**** Data to use ****
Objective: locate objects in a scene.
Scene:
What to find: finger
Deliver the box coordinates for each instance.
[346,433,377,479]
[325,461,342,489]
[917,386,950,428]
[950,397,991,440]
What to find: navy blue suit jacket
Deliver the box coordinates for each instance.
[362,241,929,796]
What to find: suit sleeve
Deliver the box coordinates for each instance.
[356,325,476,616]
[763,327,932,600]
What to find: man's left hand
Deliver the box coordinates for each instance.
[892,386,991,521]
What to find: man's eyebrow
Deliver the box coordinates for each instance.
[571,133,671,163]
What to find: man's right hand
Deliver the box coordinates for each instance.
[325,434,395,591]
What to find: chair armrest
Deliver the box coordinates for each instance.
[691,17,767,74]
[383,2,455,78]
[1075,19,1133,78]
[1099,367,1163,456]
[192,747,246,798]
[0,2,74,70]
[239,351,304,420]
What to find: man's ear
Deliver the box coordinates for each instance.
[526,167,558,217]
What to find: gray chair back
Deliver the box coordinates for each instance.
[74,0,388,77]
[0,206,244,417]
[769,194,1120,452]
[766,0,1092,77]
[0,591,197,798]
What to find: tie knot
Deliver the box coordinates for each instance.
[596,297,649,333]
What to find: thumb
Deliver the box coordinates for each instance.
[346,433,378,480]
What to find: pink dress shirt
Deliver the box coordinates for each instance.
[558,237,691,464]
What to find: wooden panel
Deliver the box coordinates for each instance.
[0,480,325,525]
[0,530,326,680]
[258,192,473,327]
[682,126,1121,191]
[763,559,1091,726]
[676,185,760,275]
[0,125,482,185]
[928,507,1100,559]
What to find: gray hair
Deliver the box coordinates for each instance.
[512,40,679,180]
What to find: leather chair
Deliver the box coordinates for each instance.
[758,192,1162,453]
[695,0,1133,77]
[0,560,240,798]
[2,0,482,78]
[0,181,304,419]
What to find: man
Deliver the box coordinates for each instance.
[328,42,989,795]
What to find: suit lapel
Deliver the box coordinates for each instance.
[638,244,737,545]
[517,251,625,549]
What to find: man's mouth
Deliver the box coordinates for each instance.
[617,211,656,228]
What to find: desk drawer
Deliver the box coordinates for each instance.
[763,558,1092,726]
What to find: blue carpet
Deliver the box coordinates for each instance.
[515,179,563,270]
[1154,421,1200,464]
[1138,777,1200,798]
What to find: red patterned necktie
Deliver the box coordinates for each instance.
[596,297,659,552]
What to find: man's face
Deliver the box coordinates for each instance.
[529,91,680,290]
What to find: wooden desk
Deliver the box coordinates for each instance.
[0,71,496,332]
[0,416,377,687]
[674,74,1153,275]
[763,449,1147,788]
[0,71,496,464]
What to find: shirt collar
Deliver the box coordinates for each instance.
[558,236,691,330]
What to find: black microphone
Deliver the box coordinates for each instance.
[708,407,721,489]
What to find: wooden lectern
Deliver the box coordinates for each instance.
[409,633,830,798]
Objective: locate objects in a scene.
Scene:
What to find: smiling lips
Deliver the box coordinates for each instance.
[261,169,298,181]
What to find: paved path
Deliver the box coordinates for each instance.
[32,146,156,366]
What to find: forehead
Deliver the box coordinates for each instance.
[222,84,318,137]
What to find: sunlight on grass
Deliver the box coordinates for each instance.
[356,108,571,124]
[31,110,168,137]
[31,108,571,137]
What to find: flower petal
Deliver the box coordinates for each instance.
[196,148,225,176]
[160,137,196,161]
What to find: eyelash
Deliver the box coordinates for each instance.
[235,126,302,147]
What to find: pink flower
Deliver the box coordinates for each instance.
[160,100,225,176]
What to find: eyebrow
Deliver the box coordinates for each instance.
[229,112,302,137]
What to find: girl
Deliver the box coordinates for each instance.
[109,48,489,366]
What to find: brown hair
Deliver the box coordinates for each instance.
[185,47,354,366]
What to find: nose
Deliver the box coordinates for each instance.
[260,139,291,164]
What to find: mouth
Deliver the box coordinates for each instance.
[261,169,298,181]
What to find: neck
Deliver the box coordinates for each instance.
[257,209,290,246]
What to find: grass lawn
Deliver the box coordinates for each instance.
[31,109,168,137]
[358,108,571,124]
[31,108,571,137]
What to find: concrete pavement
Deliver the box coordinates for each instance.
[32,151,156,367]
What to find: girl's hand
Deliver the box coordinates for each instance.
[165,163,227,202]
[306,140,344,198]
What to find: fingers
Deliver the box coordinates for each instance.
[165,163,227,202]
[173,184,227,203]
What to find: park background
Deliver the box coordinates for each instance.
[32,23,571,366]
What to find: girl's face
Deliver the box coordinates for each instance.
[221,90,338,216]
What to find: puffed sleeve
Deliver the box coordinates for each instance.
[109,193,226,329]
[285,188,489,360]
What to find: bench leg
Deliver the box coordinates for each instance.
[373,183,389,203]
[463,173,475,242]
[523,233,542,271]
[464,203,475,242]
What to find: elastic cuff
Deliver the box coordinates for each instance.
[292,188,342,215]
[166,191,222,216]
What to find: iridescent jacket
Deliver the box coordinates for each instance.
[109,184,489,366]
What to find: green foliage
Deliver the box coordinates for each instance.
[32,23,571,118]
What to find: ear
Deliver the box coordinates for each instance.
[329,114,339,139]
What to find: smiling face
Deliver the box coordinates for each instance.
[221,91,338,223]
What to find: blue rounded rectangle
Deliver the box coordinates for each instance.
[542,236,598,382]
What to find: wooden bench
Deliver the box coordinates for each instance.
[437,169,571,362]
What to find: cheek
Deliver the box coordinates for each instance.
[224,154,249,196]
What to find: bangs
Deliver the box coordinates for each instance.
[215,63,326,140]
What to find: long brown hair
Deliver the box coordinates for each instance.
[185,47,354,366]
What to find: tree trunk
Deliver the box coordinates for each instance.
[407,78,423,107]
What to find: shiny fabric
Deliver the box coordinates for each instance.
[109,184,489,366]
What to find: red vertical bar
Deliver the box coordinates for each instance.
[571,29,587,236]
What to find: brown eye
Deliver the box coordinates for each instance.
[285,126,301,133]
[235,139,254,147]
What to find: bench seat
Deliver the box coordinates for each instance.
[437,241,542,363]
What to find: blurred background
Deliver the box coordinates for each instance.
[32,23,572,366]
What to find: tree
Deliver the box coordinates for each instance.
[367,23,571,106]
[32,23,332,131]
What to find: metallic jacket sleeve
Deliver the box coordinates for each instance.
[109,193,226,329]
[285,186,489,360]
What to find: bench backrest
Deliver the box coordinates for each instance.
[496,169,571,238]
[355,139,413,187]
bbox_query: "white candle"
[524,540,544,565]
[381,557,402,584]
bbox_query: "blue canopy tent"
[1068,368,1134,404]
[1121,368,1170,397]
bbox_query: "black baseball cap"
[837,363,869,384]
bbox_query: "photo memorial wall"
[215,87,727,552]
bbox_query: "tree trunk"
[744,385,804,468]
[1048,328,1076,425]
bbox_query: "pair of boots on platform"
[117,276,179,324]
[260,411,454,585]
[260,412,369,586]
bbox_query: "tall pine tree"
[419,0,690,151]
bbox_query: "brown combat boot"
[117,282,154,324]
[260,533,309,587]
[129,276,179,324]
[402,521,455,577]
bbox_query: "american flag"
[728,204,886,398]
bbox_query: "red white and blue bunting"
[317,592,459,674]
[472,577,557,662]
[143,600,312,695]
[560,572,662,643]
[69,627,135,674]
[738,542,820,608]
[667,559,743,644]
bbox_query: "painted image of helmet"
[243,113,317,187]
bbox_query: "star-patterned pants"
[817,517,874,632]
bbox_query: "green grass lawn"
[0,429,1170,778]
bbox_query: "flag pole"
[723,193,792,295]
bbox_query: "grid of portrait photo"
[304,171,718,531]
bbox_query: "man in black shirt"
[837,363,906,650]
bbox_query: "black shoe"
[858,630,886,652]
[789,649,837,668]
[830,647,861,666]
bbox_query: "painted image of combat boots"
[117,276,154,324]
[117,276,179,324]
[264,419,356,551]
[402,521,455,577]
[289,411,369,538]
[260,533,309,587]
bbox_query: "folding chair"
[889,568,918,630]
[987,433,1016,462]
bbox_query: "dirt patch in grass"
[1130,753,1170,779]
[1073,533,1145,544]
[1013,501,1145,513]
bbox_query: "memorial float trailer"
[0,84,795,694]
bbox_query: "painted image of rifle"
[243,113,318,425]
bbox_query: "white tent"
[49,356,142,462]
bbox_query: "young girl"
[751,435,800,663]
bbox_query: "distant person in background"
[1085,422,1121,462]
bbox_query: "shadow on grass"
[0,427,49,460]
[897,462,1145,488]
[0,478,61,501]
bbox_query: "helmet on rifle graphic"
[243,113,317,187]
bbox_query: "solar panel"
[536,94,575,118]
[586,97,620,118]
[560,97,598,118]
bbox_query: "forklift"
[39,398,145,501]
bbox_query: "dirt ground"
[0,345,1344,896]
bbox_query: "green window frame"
****
• Exercise description:
Copy out the lines starting at the one containing "white and blue" and ending with the last line of the entries. Include nothing else.

• Finished task:
bbox_query: "red white and blue bunting"
[317,592,459,674]
[472,577,557,662]
[143,600,312,695]
[560,572,662,643]
[69,627,135,674]
[738,542,820,608]
[667,559,743,644]
bbox_query: "painted image of helmet"
[243,113,317,187]
bbox_query: "star-patterned pants"
[817,517,874,632]
bbox_query: "green grass lawn"
[0,429,1170,778]
bbox_query: "flag pole"
[723,193,792,295]
bbox_query: "grid of portrait photo"
[304,171,718,531]
bbox_query: "man in black shirt"
[837,363,906,650]
bbox_query: "black shoe"
[858,630,886,652]
[789,649,837,668]
[830,647,861,666]
bbox_query: "painted image of combat boots"
[117,276,154,324]
[117,276,179,324]
[264,419,356,551]
[402,521,455,577]
[289,411,369,538]
[260,533,309,587]
bbox_query: "folding chair"
[889,568,918,630]
[987,433,1016,462]
bbox_query: "dirt patch in grass"
[1130,753,1170,779]
[1073,533,1145,544]
[1013,501,1145,513]
bbox_query: "memorial float trailer"
[0,84,795,694]
bbox_query: "painted image of rifle"
[243,113,318,425]
bbox_query: "white tent"
[49,356,142,462]
bbox_query: "young girl"
[751,435,800,663]
bbox_query: "distant person in background"
[1085,422,1121,462]
bbox_query: "shadow on grass"
[0,427,49,460]
[897,462,1145,488]
[0,478,61,501]
bbox_query: "helmet on rifle graphic"
[243,113,317,187]
bbox_query: "solar panel"
[536,94,575,118]
[586,97,620,118]
[560,97,598,118]
bbox_query: "forklift"
[39,398,145,501]
bbox_query: "dirt ground"
[0,345,1344,896]
bbox_query: "green window frame"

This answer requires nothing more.